* _Data excerpts_:
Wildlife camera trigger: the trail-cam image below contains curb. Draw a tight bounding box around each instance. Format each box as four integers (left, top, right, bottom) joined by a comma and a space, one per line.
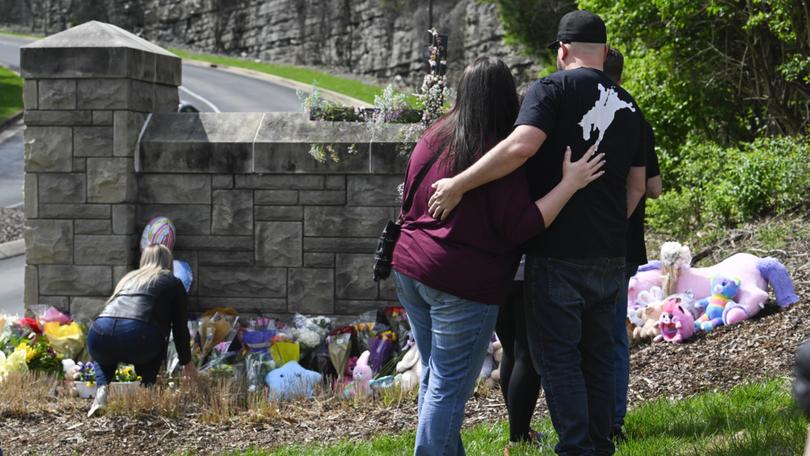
182, 59, 374, 108
0, 238, 24, 260
0, 111, 23, 133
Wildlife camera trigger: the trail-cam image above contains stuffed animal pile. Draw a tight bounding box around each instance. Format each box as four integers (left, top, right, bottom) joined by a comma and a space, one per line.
628, 242, 799, 344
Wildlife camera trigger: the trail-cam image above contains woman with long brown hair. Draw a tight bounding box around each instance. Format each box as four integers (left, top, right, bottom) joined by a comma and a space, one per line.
391, 56, 604, 455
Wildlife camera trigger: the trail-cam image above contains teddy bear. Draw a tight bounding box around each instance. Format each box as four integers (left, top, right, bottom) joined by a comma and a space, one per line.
629, 286, 665, 342
694, 275, 741, 332
658, 294, 696, 343
395, 342, 421, 391
629, 247, 798, 326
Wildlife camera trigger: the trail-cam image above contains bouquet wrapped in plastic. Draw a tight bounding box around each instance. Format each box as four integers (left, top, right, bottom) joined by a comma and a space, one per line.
196, 311, 239, 367
291, 314, 333, 353
270, 332, 300, 368
327, 326, 355, 383
368, 330, 397, 374
0, 348, 28, 381
43, 321, 84, 359
243, 329, 276, 392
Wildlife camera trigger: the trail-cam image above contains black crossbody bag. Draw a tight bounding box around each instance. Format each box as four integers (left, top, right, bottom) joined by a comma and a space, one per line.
372, 147, 444, 281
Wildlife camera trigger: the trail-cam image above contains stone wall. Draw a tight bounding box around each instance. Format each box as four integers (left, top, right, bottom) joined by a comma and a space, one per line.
1, 0, 542, 87
21, 22, 182, 322
22, 21, 407, 322
136, 112, 406, 318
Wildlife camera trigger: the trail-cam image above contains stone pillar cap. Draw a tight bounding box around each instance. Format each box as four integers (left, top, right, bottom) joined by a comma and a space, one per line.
21, 21, 181, 86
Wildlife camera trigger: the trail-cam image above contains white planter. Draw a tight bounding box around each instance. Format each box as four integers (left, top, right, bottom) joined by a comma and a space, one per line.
109, 381, 140, 397
74, 382, 97, 398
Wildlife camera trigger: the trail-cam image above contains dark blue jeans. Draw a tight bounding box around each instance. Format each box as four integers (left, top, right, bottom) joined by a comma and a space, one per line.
524, 256, 625, 456
613, 264, 639, 429
87, 317, 165, 386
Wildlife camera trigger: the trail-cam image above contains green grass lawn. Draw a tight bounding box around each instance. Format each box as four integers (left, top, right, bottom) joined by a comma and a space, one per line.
0, 29, 43, 40
211, 379, 805, 456
170, 48, 387, 105
0, 65, 23, 124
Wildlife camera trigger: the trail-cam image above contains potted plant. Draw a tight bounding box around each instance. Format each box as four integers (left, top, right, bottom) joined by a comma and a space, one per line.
72, 361, 97, 398
110, 365, 141, 396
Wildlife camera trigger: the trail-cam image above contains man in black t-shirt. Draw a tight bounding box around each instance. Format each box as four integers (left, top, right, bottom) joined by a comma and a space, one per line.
427, 10, 646, 456
603, 47, 662, 442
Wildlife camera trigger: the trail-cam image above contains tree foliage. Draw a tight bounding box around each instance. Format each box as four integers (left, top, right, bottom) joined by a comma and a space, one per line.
484, 0, 576, 58
578, 0, 809, 150
492, 0, 809, 157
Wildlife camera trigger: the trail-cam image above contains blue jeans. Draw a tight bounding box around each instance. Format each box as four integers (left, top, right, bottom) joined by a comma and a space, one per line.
394, 272, 499, 456
524, 256, 625, 456
87, 317, 165, 386
613, 264, 638, 429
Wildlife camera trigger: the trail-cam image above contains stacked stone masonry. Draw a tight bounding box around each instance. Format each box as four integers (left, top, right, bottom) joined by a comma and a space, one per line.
22, 22, 406, 323
22, 22, 181, 323
136, 112, 406, 318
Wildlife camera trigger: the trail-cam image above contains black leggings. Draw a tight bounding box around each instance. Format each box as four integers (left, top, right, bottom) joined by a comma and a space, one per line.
496, 281, 542, 442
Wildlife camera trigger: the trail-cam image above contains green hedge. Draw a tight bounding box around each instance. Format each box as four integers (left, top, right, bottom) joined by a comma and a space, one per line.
647, 135, 810, 238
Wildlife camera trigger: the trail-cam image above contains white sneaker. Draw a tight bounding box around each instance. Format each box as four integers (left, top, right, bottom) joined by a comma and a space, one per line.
87, 385, 108, 417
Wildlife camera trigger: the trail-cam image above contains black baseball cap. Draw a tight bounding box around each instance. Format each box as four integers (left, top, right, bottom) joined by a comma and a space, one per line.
548, 10, 607, 50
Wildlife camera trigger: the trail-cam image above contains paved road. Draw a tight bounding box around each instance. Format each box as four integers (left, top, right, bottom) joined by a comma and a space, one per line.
0, 122, 23, 208
0, 255, 23, 316
0, 33, 303, 315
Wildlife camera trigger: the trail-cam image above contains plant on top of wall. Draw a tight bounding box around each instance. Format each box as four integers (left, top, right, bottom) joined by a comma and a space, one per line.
300, 28, 453, 163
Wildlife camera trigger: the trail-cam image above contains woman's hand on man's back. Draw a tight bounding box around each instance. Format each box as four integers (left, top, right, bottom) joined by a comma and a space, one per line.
562, 144, 605, 190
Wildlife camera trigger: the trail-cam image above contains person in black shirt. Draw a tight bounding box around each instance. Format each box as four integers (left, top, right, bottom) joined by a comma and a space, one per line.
602, 47, 662, 442
427, 10, 646, 456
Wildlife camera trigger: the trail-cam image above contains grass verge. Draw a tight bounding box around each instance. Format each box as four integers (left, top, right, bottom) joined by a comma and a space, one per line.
0, 65, 23, 124
170, 48, 387, 105
214, 379, 805, 456
0, 29, 44, 40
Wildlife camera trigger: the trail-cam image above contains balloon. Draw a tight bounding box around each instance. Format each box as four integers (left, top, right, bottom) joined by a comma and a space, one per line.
140, 217, 176, 251
173, 260, 193, 293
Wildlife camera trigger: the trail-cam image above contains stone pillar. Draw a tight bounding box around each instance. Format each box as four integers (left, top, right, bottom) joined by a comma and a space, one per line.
21, 21, 180, 322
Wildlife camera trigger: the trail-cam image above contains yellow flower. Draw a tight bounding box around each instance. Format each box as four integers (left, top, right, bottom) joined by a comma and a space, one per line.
15, 343, 35, 363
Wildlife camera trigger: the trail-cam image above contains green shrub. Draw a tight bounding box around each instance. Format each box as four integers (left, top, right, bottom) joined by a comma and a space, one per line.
647, 135, 810, 236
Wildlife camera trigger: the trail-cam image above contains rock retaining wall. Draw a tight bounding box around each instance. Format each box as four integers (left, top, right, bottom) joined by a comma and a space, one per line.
1, 0, 542, 87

* _Exercise directions_: Hand back the data exactly as it appears, with all pictures cut.

* _Response below_:
Wildlife camera trigger: the trail-cam image below contains curb. Draw a tight bounding box around each instance. Format each box as four integers (left, top, right, bottom) joined by a comma and a space, one per line.
182, 59, 374, 108
0, 238, 24, 260
0, 111, 23, 133
Wildlife camera trigger: the trail-cam image above contains stuffed animal pile. Draw a tight bounding box around each instance. Format each box as four integers (left, top, right, bottom) joined by a comma and a space, one per line.
628, 242, 799, 344
Wildlife camera trigger: the trail-cam image above contains woman with long brown hair. Draw a tight bounding box around each instance. Format each box as four integers (left, top, right, bottom) joined by a comma and a space, one per line.
391, 56, 604, 455
Wildlife camera trigger: the trail-cam image above contains teddy bear. Draw a tight bounding box around each instance. Format each box as four integers (left, top, right, bottom) joined by a comma and a space, one per line.
629, 286, 665, 342
694, 275, 741, 332
658, 294, 696, 343
395, 342, 421, 391
629, 247, 798, 326
Wildlife camera trigger: the trail-cam image above contains bouquet wrapped in plastic. Draw a tight bounding box around each instance. Format each box as four integers (left, top, right, bottom) joined by a comma and a space, one per line.
196, 311, 239, 367
291, 314, 333, 353
270, 332, 300, 368
327, 326, 355, 383
368, 330, 397, 374
0, 348, 28, 381
43, 321, 84, 359
243, 329, 276, 392
Wildlife camera trigger: the trail-cam image above contains black crossbody bag. Draw a tight bounding box around each instance. Format each box as four integers (left, top, right, bottom) joined by a comma and a space, one per line.
372, 147, 444, 281
Wildlife camera trigger: the trail-cam image above contains stone wall. Draw a tight bounding box around each instance. Format each box as four integers (left, top, right, bottom) joined by a comma and a space, one per line.
1, 0, 542, 87
21, 22, 182, 322
22, 21, 407, 322
136, 112, 406, 318
Wildlife camera trigger: the trail-cam image above contains stone pillar cap. Draw a tight bounding box around each instance. Format each box as four integers (left, top, right, bottom) joined by a comma and a space, one per line.
21, 21, 181, 86
Wildlife camera trigger: the trail-cam image above contains white planter. Draw a tight bounding box around each instance. Format each box as four integers (left, top, right, bottom) joined by a comma and a space, one per line.
109, 381, 140, 397
74, 382, 97, 398
Wildlife camera trigger: the trail-cam image above contains dark blue jeans. Draw a tight bounding box around each instance. Format each box as four integers (left, top, right, bottom) joined by a comma and a space, one per line.
524, 256, 625, 456
613, 264, 639, 429
87, 317, 165, 386
Wildlife camera trigger: the trail-cam image above contains green grass lawn. Draw a tight bounding box around each instance. Format each box as four integers (left, top, right, bottom) joined by a comma and a space, one per line.
0, 29, 43, 40
211, 379, 805, 456
170, 48, 387, 105
0, 65, 23, 124
Wildlife camera trigger: the trail-cam image above contains potted plant. Draw a tight bounding box around each instance. Format each box as four integers (left, top, right, bottom) joined by a comma and a space, one per line.
72, 361, 97, 398
110, 365, 141, 396
Wildlife camera trigger: the trail-cam image above contains man in black t-shirt. Draw a tight bounding box around each instance. Format each box as four integers (left, top, right, bottom) joined by a comma and a space, one per line.
427, 10, 646, 456
603, 47, 662, 442
Wildlife camera trigger: the trail-cam image above contains tree foliage. Draw a tight bounding box around each instance. Format each box as four integers (left, top, right, bottom) joined by a comma and a space, one per line.
484, 0, 576, 58
578, 0, 809, 150
492, 0, 809, 157
Wildlife camera trigger: the trail-cam image above contains blue jeans. Draw a tight bounding box around each instance. Format each box as four integers (left, top, right, bottom) joined by a comma and a space, one per line.
394, 272, 499, 456
524, 256, 625, 456
87, 317, 165, 386
613, 264, 638, 429
Wildlife camera trigger: the trail-cam image above contains stacked stone masonry. Draw a tight bounding box around each instance. Format each box as four integers (left, top, right, bottom) joined by a comma and a space, one per line.
22, 22, 406, 323
22, 22, 181, 323
136, 112, 406, 318
Wildlife camera trigger: the trail-cam image above contains black leggings. Draw a tight bounding box around each instance. Format each box as four integers (left, top, right, bottom) joined by a comma and a space, one per line.
496, 281, 542, 442
Wildlife camera trigger: the trail-cam image above contains green hedge. Draw a tight bounding box around each instance. Format each box as four integers (left, top, right, bottom) joined by a comma and a space, one per line.
647, 135, 810, 238
Wildlife camera trigger: the trail-cam image above contains white sneaker. Draw a tight bounding box around each instance. Format each box as four integers (left, top, right, bottom) joined by a comma and a space, one per line.
87, 385, 108, 417
Wildlife camera trigger: the trail-cam image above contains black baseball cap. Draw a tight bounding box around each instance. Format each box as four integers (left, top, right, bottom) joined by a comma and a space, one per line.
548, 10, 607, 50
Wildlife camera trigger: the trail-cam image above contains paved road. Draw a tight bounding box around each instance. Format each box as four integers (left, top, right, bottom) joined by a comma and a space, one per line.
0, 122, 23, 208
0, 255, 23, 316
0, 33, 303, 315
Wildlife camera trigger: the trail-cam image above contains plant on top of wall. Draw a tight bounding box around each instance. Format each box as four integers (left, top, right, bottom) joined by a comma and a space, one per line.
300, 28, 453, 163
Wildlife camera trigger: the trail-cam image above contains woman's hand on man's back. Draw a tight bounding box around each instance. Format each box as four integers (left, top, right, bottom) joined by a comma and a space, one per line.
562, 144, 605, 190
Wildlife camera trigger: the trail-cam image above contains person in black shirt. Draw a tight bounding box around each instance. Format each box as four integers (left, top, right, bottom) joined by a comma and a space, one per line.
602, 47, 662, 442
427, 10, 646, 456
Wildlife camera trigger: the trail-cam image above contains grass verge. Draw a tight bounding box around each instance. Format each box as four integers (left, top, right, bottom) joined by a comma and a space, one per line.
0, 65, 23, 124
170, 48, 387, 105
214, 379, 805, 456
0, 29, 44, 40
Wildlife camera trigger: the trail-cam image above contains balloon. Draw a tight bounding box around each instance. Format each box as four integers (left, top, right, bottom) joined by a comma and a space, one per line.
140, 217, 176, 251
173, 260, 193, 293
Wildlife camera trigger: the trail-cam image above contains stone pillar. Draw a tight bounding box around each instance. Format each box as four integers (left, top, right, bottom) joined by a comma and a space, one per line.
21, 21, 180, 322
Wildlife camera trigger: the trail-cam image above contains yellow flower. Draw a tight bounding box around each instance. Format each box as four integers (left, top, right, bottom) joined by a comma and a space, one per line.
15, 343, 35, 363
Wildlife camera trigger: the trail-cam image above contains green shrub. Draw a tight bounding box around each instance. Format each box as four integers (left, top, right, bottom) joined by a comma and a space, one per line.
647, 135, 810, 236
Wildlife camera trigger: the trail-cam image above contains rock retaining wall. Draw a tight bounding box around each instance. Format each box as four integers (left, top, right, bottom) joined by a comma and a space, one per line.
1, 0, 542, 87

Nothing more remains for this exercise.